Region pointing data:
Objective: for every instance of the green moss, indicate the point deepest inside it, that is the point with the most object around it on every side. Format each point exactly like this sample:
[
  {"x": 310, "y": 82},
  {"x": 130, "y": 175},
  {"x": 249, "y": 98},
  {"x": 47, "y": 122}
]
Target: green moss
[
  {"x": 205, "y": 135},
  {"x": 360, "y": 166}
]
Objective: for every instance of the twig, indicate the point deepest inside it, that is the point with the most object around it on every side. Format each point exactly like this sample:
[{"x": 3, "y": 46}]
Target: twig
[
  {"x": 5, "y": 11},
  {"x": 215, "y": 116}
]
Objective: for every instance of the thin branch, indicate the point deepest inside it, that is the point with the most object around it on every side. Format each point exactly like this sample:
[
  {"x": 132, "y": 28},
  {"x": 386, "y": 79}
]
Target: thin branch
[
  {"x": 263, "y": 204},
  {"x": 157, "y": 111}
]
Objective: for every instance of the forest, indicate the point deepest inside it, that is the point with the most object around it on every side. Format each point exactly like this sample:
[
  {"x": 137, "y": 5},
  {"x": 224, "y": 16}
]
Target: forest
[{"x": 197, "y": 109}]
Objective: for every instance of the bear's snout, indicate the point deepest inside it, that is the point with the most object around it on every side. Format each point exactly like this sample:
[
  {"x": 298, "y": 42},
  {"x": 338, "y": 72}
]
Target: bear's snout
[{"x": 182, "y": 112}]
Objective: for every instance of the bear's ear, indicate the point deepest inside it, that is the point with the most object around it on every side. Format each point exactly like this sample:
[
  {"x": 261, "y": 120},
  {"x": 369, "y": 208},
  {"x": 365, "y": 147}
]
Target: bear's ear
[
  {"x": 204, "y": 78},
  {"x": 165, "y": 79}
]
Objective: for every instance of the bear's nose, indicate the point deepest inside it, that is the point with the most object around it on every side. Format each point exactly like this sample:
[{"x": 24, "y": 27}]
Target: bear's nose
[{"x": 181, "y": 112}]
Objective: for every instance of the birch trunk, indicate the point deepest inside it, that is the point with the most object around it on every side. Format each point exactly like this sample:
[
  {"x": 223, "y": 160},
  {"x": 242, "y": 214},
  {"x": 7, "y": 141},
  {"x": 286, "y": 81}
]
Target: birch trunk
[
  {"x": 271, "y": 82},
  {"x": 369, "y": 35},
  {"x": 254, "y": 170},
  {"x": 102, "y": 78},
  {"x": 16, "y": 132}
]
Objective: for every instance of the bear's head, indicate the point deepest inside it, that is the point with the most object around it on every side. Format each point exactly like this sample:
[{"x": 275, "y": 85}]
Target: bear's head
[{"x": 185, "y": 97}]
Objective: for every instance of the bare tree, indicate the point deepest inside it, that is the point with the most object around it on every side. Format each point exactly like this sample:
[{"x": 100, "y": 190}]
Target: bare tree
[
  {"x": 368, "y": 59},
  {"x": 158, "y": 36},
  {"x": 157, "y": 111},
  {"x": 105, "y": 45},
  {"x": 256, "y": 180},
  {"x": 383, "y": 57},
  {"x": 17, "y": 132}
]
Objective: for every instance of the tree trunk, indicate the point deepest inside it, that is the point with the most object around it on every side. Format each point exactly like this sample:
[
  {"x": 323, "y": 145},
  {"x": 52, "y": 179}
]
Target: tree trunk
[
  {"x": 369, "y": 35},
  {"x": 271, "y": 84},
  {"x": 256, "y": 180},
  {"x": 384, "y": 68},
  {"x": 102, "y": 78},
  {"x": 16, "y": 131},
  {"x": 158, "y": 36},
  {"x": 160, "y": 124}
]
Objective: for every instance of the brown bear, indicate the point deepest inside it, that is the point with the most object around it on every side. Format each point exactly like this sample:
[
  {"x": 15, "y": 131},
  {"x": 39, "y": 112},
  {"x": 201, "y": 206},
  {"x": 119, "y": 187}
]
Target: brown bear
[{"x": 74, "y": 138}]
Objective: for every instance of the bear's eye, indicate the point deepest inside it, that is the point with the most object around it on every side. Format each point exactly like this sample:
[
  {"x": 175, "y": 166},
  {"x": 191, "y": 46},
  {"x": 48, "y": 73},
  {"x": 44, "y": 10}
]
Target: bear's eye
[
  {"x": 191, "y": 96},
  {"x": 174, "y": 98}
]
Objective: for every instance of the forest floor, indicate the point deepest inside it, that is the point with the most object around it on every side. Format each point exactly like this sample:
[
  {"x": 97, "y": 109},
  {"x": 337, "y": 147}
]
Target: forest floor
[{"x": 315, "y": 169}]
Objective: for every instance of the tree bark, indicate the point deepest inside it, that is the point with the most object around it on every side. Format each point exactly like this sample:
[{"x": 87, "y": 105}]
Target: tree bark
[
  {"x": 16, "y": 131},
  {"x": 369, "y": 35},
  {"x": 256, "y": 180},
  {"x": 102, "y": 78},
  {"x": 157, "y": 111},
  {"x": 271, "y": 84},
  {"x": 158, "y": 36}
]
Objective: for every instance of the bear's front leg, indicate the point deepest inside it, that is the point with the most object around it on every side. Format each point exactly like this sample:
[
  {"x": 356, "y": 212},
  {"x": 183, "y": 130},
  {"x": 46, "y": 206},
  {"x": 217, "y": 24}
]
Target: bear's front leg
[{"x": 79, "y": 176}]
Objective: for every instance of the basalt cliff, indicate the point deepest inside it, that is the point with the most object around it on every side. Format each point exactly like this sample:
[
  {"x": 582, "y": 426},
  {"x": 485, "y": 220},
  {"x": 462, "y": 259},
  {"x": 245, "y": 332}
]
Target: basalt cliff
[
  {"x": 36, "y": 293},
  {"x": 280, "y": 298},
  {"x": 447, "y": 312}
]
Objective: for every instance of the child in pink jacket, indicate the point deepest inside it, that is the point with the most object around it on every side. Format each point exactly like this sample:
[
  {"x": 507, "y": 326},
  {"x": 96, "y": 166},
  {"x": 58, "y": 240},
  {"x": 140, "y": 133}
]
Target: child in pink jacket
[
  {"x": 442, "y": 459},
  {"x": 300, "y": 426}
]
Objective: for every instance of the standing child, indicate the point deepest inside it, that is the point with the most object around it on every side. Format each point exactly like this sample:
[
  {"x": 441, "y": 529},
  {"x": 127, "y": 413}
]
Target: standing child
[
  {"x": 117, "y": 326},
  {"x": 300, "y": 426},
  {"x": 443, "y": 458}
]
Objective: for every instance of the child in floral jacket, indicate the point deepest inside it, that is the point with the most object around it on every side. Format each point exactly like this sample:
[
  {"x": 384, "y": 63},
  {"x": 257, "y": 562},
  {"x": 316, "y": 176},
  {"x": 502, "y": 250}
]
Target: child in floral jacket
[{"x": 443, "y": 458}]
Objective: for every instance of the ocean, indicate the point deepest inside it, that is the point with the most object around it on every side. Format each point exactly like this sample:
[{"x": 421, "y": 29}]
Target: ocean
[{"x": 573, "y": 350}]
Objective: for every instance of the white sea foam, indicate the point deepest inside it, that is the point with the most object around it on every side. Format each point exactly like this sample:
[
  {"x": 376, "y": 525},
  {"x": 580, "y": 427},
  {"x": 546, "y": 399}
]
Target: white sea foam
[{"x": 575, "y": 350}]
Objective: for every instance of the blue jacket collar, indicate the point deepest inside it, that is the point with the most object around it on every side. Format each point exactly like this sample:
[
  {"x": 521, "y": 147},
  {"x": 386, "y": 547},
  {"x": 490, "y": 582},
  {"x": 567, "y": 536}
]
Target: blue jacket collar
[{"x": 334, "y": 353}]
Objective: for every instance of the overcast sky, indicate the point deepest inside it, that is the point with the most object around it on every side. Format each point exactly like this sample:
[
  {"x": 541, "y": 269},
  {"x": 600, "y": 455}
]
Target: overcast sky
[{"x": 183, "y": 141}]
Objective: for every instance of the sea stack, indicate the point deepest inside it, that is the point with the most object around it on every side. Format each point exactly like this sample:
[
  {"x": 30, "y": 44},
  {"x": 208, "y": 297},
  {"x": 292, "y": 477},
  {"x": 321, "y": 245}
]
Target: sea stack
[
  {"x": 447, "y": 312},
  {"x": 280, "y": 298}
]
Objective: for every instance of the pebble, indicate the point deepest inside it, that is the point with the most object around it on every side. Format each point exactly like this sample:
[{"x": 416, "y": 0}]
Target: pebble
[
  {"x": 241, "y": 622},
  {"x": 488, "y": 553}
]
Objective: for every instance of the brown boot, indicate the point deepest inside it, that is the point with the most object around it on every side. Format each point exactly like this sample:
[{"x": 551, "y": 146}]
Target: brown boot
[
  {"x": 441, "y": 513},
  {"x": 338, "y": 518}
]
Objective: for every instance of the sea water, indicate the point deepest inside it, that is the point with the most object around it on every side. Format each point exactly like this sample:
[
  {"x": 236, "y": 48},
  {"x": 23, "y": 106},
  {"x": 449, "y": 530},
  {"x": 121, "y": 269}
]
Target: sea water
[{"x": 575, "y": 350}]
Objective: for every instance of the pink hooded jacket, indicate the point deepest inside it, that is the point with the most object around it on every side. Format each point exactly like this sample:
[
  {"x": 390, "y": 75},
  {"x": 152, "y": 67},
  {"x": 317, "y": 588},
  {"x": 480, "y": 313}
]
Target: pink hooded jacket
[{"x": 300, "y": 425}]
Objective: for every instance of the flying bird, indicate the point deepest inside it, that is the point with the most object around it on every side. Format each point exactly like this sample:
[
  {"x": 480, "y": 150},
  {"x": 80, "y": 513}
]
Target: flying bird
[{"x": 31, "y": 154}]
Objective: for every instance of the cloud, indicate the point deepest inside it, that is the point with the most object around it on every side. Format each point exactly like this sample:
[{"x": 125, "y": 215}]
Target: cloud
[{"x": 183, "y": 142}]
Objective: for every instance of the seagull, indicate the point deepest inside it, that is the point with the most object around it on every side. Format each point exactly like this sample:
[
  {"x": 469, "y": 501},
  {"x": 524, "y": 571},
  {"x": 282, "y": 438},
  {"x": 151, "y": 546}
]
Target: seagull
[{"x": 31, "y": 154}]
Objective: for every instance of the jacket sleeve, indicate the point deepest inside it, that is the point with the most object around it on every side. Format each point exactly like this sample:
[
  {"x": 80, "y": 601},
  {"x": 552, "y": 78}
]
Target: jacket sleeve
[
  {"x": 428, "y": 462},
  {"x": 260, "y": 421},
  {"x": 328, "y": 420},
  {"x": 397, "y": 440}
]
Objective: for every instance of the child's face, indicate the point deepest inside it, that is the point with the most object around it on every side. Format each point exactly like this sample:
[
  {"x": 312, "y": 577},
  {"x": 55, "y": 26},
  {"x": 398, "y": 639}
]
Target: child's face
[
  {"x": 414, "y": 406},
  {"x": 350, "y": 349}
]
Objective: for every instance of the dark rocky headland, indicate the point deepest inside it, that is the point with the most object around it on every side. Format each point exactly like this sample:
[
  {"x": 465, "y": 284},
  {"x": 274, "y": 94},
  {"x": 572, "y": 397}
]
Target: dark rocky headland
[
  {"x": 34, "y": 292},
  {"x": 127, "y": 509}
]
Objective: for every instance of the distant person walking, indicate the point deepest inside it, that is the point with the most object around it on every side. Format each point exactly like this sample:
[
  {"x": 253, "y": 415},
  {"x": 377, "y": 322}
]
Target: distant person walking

(Task goal)
The answer must consist of every line from the data that holds the string "person".

(Task response)
Objective: for every instance of the distant person walking, indicate the point deepest inside it, that is the point with the most object around it on every side. Format each point exactly like this sample:
Target: distant person walking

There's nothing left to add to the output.